Each line in these records that contains "copper" counts once. Give the number only.

☆ ☆ ☆ ☆ ☆ ☆ ☆

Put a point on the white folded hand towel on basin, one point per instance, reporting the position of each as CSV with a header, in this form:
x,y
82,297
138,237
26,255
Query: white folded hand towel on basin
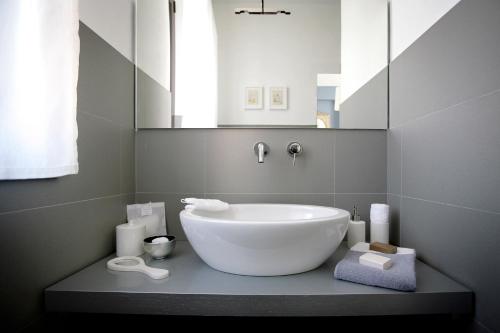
x,y
213,205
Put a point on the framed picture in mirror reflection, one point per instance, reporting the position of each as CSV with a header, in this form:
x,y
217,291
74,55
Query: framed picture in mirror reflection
x,y
254,98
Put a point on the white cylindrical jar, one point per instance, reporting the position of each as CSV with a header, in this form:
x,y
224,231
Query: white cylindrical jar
x,y
379,223
130,239
379,232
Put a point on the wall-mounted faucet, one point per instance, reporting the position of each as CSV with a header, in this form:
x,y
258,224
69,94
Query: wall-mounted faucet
x,y
261,149
294,149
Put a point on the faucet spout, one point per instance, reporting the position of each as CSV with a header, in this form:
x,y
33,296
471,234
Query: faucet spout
x,y
261,150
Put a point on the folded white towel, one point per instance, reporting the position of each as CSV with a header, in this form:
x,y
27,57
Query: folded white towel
x,y
213,205
365,247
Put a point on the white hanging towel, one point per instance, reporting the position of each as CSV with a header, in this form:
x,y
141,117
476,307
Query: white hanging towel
x,y
213,205
39,50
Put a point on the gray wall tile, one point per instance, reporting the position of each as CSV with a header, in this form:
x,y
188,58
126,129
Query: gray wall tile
x,y
360,162
455,60
127,160
450,157
454,156
48,244
171,161
463,243
232,164
394,142
106,80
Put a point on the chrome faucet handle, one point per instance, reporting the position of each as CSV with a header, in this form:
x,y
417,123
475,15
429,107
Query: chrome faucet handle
x,y
261,149
294,149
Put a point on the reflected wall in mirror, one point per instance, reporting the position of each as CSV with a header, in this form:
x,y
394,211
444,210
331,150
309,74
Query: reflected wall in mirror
x,y
305,63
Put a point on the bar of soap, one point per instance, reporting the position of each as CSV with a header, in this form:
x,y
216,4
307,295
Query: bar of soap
x,y
376,261
384,248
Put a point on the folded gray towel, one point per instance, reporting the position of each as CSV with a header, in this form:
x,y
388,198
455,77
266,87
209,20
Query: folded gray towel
x,y
401,276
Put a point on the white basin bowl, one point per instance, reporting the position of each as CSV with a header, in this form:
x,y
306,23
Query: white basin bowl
x,y
265,239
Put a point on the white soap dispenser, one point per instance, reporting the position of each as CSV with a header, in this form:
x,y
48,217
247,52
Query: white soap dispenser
x,y
356,229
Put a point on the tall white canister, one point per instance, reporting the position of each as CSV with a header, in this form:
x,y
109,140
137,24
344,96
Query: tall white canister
x,y
379,223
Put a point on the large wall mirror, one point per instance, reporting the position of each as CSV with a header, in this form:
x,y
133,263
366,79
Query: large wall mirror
x,y
254,63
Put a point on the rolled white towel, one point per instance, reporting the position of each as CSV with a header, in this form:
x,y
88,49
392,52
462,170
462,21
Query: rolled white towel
x,y
213,205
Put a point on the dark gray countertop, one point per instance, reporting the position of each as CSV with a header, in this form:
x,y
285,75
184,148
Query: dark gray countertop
x,y
194,288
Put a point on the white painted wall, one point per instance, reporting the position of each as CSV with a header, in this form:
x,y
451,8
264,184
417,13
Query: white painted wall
x,y
153,39
275,51
113,21
364,43
411,18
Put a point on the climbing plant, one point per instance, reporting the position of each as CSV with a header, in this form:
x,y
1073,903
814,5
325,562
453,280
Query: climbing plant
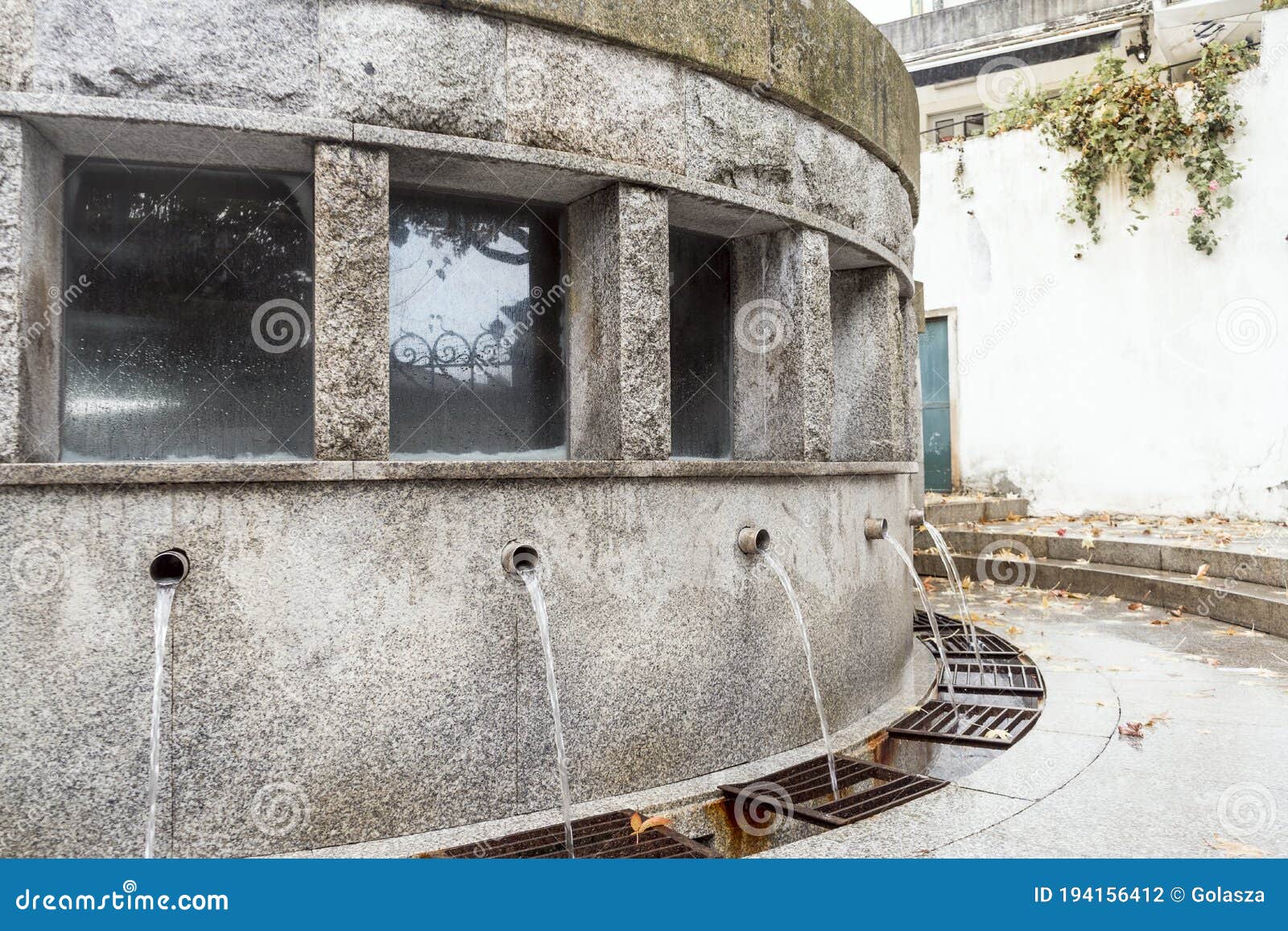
x,y
1130,122
960,173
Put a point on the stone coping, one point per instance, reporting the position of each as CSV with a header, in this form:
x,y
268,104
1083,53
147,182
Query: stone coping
x,y
821,57
850,249
320,470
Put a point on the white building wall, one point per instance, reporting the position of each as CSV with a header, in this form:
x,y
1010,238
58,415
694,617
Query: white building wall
x,y
1146,377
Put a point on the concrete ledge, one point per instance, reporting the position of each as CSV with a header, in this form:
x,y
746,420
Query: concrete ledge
x,y
824,58
1158,555
1238,603
944,510
191,473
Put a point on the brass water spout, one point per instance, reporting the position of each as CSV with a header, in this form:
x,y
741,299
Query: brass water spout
x,y
169,566
753,540
518,557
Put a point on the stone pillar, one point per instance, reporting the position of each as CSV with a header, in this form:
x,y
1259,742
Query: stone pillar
x,y
618,325
782,353
875,351
351,303
32,296
17,29
918,311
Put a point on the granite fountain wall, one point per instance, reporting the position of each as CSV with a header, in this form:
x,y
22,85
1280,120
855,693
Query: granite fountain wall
x,y
348,661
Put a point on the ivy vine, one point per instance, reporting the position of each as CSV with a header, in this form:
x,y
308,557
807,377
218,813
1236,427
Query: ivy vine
x,y
960,173
1133,122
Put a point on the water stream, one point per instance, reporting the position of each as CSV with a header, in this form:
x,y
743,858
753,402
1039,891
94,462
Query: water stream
x,y
809,665
931,613
160,628
539,607
955,581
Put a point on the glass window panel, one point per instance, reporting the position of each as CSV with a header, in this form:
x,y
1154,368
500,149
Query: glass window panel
x,y
167,349
701,360
476,330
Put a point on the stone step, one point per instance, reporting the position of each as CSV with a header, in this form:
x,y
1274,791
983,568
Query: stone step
x,y
1229,600
1137,553
950,509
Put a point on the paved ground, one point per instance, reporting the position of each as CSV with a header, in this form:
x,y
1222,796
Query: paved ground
x,y
1208,778
1220,533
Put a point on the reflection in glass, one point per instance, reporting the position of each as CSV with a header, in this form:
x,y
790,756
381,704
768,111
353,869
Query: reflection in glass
x,y
161,353
476,330
701,326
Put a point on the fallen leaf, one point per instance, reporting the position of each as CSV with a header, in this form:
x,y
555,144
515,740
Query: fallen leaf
x,y
639,826
1234,847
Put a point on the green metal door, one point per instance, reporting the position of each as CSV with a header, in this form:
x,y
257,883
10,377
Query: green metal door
x,y
935,431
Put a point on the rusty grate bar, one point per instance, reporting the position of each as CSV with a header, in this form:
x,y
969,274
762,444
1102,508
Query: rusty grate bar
x,y
601,837
978,725
992,679
789,791
957,647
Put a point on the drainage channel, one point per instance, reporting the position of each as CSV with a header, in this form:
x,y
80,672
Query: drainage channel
x,y
601,837
918,755
802,785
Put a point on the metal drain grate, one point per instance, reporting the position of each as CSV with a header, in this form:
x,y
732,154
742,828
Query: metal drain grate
x,y
957,647
978,725
789,791
592,838
947,624
992,679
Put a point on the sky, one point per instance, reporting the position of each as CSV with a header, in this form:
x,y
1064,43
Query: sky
x,y
884,10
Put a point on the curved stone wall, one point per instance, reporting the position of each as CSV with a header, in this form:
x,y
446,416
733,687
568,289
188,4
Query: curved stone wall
x,y
423,68
347,644
354,649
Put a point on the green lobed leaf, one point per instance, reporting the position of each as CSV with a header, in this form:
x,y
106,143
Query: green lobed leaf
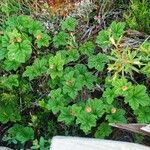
x,y
56,64
69,24
38,68
97,61
137,96
87,48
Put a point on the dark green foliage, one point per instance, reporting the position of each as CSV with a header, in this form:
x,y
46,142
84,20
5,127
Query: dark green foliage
x,y
48,85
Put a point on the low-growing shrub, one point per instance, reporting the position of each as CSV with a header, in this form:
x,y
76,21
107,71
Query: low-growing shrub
x,y
46,77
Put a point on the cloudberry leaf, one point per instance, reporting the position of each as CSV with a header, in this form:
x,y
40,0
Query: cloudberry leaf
x,y
66,115
109,95
137,96
60,39
86,121
121,86
97,107
87,48
69,24
42,39
97,61
117,117
56,64
38,68
19,52
56,101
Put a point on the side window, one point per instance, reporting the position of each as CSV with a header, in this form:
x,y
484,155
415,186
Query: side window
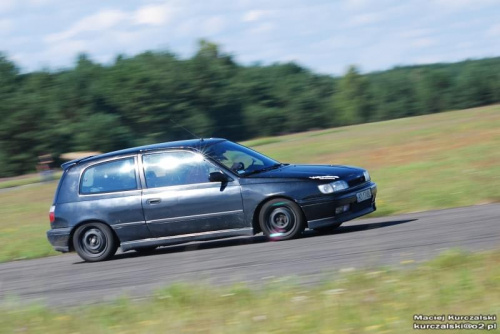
x,y
111,176
175,168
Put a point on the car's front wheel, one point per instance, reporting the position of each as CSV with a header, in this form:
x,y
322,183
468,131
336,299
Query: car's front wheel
x,y
94,242
281,219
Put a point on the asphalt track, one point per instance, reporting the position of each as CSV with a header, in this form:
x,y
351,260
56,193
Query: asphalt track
x,y
398,240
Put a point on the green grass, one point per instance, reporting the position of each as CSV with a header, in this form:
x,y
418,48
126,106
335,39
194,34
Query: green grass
x,y
369,301
430,162
24,180
421,163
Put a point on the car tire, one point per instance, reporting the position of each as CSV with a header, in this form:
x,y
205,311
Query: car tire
x,y
327,229
281,219
94,242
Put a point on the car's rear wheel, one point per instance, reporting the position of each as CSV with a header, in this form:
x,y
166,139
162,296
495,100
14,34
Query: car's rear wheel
x,y
94,242
281,219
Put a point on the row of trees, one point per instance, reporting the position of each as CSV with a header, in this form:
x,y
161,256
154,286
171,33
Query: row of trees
x,y
147,98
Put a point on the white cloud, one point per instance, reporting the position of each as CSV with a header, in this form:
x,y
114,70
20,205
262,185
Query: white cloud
x,y
262,28
63,51
255,15
423,42
365,19
6,5
415,33
463,4
102,20
214,25
40,3
6,26
155,15
493,31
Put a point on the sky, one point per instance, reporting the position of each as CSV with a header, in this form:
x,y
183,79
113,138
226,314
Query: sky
x,y
325,36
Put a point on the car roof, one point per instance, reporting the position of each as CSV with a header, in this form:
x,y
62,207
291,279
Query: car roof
x,y
191,143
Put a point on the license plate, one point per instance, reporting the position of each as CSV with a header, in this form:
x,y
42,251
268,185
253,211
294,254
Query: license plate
x,y
364,195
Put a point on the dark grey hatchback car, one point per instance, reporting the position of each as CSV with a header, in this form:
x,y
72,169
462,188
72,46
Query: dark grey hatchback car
x,y
144,197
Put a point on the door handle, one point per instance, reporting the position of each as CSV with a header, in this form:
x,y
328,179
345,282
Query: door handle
x,y
153,201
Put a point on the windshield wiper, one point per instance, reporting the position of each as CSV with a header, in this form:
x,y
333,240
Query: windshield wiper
x,y
265,169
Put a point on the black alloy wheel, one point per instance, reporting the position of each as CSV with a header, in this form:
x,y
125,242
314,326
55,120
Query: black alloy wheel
x,y
94,242
281,219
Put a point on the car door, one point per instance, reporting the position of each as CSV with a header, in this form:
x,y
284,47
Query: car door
x,y
178,197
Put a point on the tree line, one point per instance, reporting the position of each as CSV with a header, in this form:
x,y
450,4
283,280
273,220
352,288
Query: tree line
x,y
149,97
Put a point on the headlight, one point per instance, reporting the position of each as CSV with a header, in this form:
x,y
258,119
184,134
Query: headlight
x,y
329,188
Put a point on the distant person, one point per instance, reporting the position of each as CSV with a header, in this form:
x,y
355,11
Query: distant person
x,y
43,167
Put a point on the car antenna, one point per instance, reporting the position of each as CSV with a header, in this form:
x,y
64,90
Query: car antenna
x,y
183,128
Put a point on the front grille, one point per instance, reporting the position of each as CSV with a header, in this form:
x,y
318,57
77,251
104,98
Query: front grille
x,y
355,207
356,181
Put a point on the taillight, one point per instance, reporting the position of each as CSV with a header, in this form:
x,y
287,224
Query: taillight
x,y
52,215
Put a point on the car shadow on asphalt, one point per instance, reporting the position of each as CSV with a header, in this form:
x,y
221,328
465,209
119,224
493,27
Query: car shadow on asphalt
x,y
240,241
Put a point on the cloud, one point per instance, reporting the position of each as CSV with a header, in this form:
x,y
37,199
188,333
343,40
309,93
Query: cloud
x,y
262,28
423,42
214,25
464,4
6,26
255,15
7,5
102,20
155,15
493,31
365,19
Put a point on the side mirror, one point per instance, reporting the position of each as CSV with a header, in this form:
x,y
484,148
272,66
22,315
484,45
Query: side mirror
x,y
218,177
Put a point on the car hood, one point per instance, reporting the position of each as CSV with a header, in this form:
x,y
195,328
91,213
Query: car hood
x,y
312,172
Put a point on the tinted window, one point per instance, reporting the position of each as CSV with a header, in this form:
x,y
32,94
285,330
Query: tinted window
x,y
176,168
111,176
239,158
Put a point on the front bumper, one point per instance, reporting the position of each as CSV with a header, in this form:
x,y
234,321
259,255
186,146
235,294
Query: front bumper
x,y
320,212
59,239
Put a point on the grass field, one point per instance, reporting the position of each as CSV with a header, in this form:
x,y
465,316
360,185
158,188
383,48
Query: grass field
x,y
370,301
429,162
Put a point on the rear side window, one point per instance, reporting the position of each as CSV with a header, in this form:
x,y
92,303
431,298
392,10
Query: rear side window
x,y
176,168
117,175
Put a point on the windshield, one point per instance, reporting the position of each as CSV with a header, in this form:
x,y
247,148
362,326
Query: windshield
x,y
240,159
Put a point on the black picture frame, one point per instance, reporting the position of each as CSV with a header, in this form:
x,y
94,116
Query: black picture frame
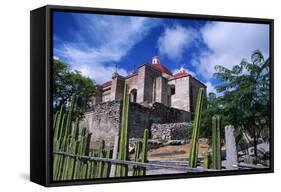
x,y
41,56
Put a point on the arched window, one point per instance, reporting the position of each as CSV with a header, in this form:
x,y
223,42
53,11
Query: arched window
x,y
172,90
133,95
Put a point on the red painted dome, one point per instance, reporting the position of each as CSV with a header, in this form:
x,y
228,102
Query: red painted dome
x,y
179,74
162,68
106,84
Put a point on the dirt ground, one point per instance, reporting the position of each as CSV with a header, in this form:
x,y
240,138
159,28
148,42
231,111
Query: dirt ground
x,y
176,151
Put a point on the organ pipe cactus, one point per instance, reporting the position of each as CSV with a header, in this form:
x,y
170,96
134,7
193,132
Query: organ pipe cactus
x,y
144,150
122,170
193,155
216,142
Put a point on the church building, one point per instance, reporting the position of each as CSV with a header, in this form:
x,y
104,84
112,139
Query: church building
x,y
153,83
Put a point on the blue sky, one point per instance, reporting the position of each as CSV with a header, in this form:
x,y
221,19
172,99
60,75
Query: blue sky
x,y
94,44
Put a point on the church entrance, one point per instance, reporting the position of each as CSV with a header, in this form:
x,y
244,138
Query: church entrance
x,y
133,95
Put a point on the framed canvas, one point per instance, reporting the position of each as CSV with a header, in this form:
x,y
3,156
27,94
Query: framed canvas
x,y
123,95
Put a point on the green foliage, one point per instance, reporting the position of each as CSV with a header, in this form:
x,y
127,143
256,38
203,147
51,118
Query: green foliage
x,y
207,161
70,139
67,83
212,108
193,155
246,96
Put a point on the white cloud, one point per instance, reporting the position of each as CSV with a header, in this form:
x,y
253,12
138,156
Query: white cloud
x,y
186,70
228,43
101,41
210,87
56,58
175,40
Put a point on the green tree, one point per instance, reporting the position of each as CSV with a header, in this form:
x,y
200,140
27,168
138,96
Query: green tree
x,y
67,83
246,100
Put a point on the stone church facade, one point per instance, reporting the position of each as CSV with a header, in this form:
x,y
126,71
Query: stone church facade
x,y
153,83
158,98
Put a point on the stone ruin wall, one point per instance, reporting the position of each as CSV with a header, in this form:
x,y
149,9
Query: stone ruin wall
x,y
170,131
104,119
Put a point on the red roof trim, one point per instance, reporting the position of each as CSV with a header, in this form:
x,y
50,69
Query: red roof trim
x,y
180,74
162,68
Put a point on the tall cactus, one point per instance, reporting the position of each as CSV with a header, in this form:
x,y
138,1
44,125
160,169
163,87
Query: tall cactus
x,y
144,151
216,142
137,152
207,161
122,170
193,155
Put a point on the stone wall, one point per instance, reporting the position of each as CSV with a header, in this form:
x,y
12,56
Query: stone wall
x,y
181,98
170,131
104,120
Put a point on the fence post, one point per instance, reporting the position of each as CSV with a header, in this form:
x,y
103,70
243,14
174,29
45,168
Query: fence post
x,y
230,147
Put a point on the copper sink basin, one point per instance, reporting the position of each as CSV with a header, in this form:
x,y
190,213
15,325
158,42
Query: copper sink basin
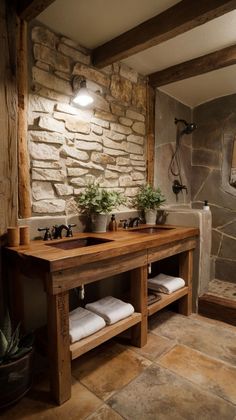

☆ ☆ ☆ ☆ ☆ ☆ ☆

* TASK RESPONSE
2